- SHORT EXERCISE
Please give back every one of the records below unchanged, line for line.

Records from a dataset
## START

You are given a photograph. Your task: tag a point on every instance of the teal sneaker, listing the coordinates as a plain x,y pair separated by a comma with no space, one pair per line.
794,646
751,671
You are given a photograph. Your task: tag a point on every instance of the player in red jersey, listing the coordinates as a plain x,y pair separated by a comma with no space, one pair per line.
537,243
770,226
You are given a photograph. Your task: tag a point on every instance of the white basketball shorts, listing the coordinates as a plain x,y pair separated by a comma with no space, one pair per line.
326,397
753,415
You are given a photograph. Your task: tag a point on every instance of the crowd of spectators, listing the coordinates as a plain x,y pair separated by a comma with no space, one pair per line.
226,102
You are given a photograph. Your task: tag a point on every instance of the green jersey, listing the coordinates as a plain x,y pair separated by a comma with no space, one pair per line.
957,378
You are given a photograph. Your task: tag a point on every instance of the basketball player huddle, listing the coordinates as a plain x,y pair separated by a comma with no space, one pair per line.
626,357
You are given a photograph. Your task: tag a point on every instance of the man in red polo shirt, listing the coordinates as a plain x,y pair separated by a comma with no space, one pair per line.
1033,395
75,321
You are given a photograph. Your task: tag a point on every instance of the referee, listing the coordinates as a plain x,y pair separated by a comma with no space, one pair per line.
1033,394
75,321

## END

- WORKED ANSWER
You are given a photograph. Your task: tag a point on every instance of the teal sneaker, listing the coordinates as a plain x,y pair separated by a comma with no space, one pair per line.
794,646
751,671
You are given a photograph. Your task: tag a point on every instance of the player in red jersey, listing the coordinates as a plain x,y pair separated by a comma with no space, one pair per line.
537,243
770,226
You are given a photograph. Your task: tag a point on every instance of the white basketball shorts, listing the coordinates as a plain x,y pair separated by a comma with no space, one pair per line.
326,397
753,415
You are given a photograph. Your task: tag a point on every instance of the crowd of spectators, listing the coordinates as a plain x,y pair separated by a comma with no space, one pair per line.
226,102
You are given a photograph. Your task: tag a point on every instance of the green jersey, listing the coordinates as a plain x,y pair separated by a comma with no space, one pair per line.
957,378
You are given a photograph. Your task: tag a point on every instance of the basketball player huddle, listing the coordinates as a plain x,y pair separated by a comma with no space, one pair per line.
626,357
You are given a photograph. Your task: tag a point on every instance of the man in red polo shirt, listing the coordinates as a plain x,y pair separated by a comma with no space, one pair per line.
1033,395
75,321
You are given a photograph. Your task: tag a point on every instance of the referee, listing the coordinates as a plain x,y pair separated by a comma with no space, one pair per line.
1033,394
75,321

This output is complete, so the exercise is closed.